• _Task directions_:
The records below are to be copied word for word, with every picture left out.

━━━━━ Exercise materials

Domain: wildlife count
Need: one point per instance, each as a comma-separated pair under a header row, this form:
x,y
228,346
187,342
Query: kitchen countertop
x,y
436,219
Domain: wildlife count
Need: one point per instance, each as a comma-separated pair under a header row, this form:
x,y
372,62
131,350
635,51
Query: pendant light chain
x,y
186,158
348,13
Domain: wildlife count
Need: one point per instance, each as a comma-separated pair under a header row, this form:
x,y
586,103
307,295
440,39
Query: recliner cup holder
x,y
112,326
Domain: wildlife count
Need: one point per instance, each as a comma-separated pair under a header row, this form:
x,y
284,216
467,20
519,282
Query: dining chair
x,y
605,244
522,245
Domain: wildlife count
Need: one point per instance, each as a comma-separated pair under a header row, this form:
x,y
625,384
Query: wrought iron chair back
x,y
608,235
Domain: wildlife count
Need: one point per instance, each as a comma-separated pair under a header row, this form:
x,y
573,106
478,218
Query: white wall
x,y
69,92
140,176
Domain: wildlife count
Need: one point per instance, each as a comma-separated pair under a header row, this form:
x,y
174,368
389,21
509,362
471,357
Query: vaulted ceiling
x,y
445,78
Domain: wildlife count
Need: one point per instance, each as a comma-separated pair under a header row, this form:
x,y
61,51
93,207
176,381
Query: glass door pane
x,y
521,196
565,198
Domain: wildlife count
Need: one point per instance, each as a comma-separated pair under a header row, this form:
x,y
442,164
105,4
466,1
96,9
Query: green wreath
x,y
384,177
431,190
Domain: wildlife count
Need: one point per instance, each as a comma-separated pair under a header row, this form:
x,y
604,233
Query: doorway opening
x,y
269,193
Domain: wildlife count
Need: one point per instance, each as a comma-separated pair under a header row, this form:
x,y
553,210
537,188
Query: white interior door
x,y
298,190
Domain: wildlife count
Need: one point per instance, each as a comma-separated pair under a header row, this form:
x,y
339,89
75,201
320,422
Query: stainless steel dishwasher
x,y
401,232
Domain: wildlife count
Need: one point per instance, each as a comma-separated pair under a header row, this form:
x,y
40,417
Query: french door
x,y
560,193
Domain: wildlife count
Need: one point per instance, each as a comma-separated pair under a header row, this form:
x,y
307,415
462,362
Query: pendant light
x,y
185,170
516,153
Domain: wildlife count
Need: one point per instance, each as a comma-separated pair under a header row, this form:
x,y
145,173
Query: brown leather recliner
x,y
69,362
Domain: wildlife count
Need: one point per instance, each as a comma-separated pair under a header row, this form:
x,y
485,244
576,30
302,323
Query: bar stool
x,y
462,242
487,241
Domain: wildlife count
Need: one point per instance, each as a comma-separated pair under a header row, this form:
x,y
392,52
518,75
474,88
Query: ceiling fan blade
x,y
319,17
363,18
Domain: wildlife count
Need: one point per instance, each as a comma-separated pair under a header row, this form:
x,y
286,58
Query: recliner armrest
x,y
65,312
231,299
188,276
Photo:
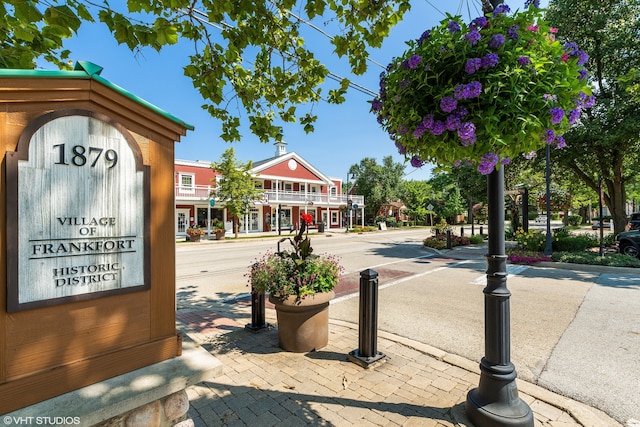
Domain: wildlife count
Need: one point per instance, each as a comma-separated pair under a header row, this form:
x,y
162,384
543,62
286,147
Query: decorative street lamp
x,y
446,100
549,238
495,402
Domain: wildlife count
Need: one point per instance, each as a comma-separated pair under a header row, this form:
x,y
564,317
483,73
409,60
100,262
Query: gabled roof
x,y
85,70
290,165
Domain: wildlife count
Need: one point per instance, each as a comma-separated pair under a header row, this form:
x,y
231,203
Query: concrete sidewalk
x,y
414,384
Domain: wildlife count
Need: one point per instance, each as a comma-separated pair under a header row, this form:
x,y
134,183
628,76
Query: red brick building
x,y
291,186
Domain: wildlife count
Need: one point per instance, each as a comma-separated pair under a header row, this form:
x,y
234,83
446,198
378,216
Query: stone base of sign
x,y
154,396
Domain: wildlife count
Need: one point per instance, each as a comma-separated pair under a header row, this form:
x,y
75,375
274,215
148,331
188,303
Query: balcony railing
x,y
201,193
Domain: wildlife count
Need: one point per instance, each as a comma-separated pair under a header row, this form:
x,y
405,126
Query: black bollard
x,y
257,312
367,352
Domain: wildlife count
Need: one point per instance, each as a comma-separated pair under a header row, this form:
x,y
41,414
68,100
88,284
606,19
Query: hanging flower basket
x,y
483,92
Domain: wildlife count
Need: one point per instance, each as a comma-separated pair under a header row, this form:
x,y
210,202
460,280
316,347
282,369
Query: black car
x,y
629,243
634,221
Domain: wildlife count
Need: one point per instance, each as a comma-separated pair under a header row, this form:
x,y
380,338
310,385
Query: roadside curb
x,y
583,414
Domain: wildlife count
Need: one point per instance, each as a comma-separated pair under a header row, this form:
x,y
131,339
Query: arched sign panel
x,y
79,211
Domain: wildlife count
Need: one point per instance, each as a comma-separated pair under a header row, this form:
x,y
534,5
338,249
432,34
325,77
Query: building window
x,y
187,183
334,217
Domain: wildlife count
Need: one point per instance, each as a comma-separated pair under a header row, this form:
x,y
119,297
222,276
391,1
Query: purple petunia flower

━━━━━━━━━━

• _Exercise result_:
Domain: wildlife count
Need: one point per instance, each as a comma-separated pair under a header row, this form:
x,y
228,346
187,342
Query: kitchen countertop
x,y
436,219
Domain: wildlife count
Need: one point per instance, each as a comma-separated pair under a header row, this form:
x,y
372,62
131,350
635,51
Query: pendant light chain
x,y
186,158
348,13
Domain: wildlife count
Need: one point per instance, each as a comma-separated pair under a header row, this form:
x,y
586,103
307,295
440,39
Query: recliner cup holder
x,y
112,326
Domain: wildlife count
Need: one point per instance, each as a comma-separated pair under a header row, this form:
x,y
284,216
467,20
519,282
Query: dining chair
x,y
605,244
522,245
Domain: wildlife count
Need: one point per instance, each as a comma-separated pair under a header row, this form:
x,y
625,384
Query: wrought iron chair back
x,y
608,235
Domain: wildlife count
Need: one point per instance, each as a comma-separated pair under a header row, this form:
x,y
573,106
478,218
Query: white wall
x,y
69,92
140,176
Domain: wildlife count
Need: one point per instance, each as a comma-separated pair under a header row, this form:
x,y
174,368
389,21
509,362
471,357
Query: vaulted ceiling
x,y
445,78
Domain: wildlife count
Need: one point per instance, each as a comma-separated pair under a header row, this form:
x,y
61,51
93,207
176,381
Query: glass door pane
x,y
521,196
565,198
Domain: wildlife count
Need: one point per instance, each as a comma-separated pair under a header row, this form:
x,y
442,164
105,4
466,1
96,9
Query: green wreath
x,y
384,177
431,190
Domain: wildlife count
Need: one point per instance, each as a comma-separated pair under a header row, this form:
x,y
604,233
Query: doorway opening
x,y
269,193
Domain: wildlife count
Need: one point per instance, each as a comma-separated pair under a header row, this form:
x,y
553,210
537,188
Query: white interior door
x,y
298,190
Domain: wildlife count
Need: one point per instance, each as a comma-separated pair under a header row, this form:
x,y
339,89
75,201
320,422
Query: stainless steel dishwasher
x,y
401,232
Domain: wildlife count
Need: one point per instance, each as a comma-separated pair under a header row, this form:
x,y
40,417
Query: french door
x,y
560,193
Domain: wildlife count
Need: one point per instance, each as a comma-separated pair under a header row, this form:
x,y
307,415
462,362
Query: pendant light
x,y
185,170
516,153
Domain: wildlife count
Need: one point per instance, each as a comma-separated pair under a header row, this form:
x,y
145,173
Query: brown leather recliner
x,y
69,362
Domain: wildlife count
Need: one point per instance, each as a comma-separated pair under a header row, this form:
x,y
485,244
576,30
302,323
Query: bar stool
x,y
462,242
487,241
Domain: wildlife count
Need: one point per instance, each as a comma-separated pair under a header row, this form:
x,y
392,52
518,75
474,88
Query: ceiling fan blade
x,y
319,17
363,18
Domain: wildlife count
Need: one point per instance, each as a comma-separated pair under a header row, this form:
x,y
286,58
Query: recliner armrest
x,y
65,312
231,299
188,276
Photo:
Domain: wildlife count
Need: one point per instance, each as a comma-separated pair under a header row, this form:
x,y
162,384
543,62
286,147
Query: decorative street lamp
x,y
446,100
549,238
495,402
Domain: wildlife count
Need: one point per instance, each as a comma-separated pair under a header row, this form:
x,y
564,317
483,73
409,60
100,262
Query: gabled roof
x,y
85,70
290,165
Domain: wildlife count
Need: one point per instance, each as a comma-separated pair under a header row, this form:
x,y
231,203
Query: concrete sidewalk
x,y
414,384
Domain: wildlife count
Need: one point per instance, each as a comma-separated pair under a header row, this form:
x,y
134,183
628,76
Query: red brick building
x,y
291,186
Domain: wildlife count
Need: one point per instance, each as a comma-separated pair under a header row, this form:
x,y
234,83
446,198
378,216
Query: stone base of sign
x,y
154,396
Domain: wildlife count
Need: one point per instance, each as a comma-separated pair under a header row, this form:
x,y
75,375
274,215
148,331
188,303
Query: balcony railing
x,y
201,193
Domain: wildlife count
Need: one point per instance, each as a comma-separated pair under a header row, this form:
x,y
405,126
Query: black bollard
x,y
257,312
367,352
Domain: wildlife count
Need: one point per instance, each as a comma-separated pair under a header row, this form:
x,y
41,414
68,100
88,284
606,19
Query: hanging flower basket
x,y
483,92
Domain: wildlife count
Need: one point per instance, each as a comma-separated pair under a header row, this form:
x,y
210,202
460,280
316,347
282,369
Query: black car
x,y
629,243
634,221
Domain: wildlife count
Need: one point per instance, each as a comma-separated pair under a header row, this form:
x,y
380,338
310,385
Query: roadside curb
x,y
583,414
Domain: wildlife count
Need: one point per instance, each as a comma-separated pair under a header row, this form:
x,y
131,339
Query: arched sign panel
x,y
79,211
Domain: wildlife count
Need: one point per instance, each as a comma-separated pair under a header row, this form:
x,y
534,5
338,249
432,34
325,77
Query: building window
x,y
187,183
334,217
Domain: wildlife count
Need: one point per instance, each as a comma-separated pair under a header row, this form:
x,y
119,297
222,276
391,1
Query: purple petunia flower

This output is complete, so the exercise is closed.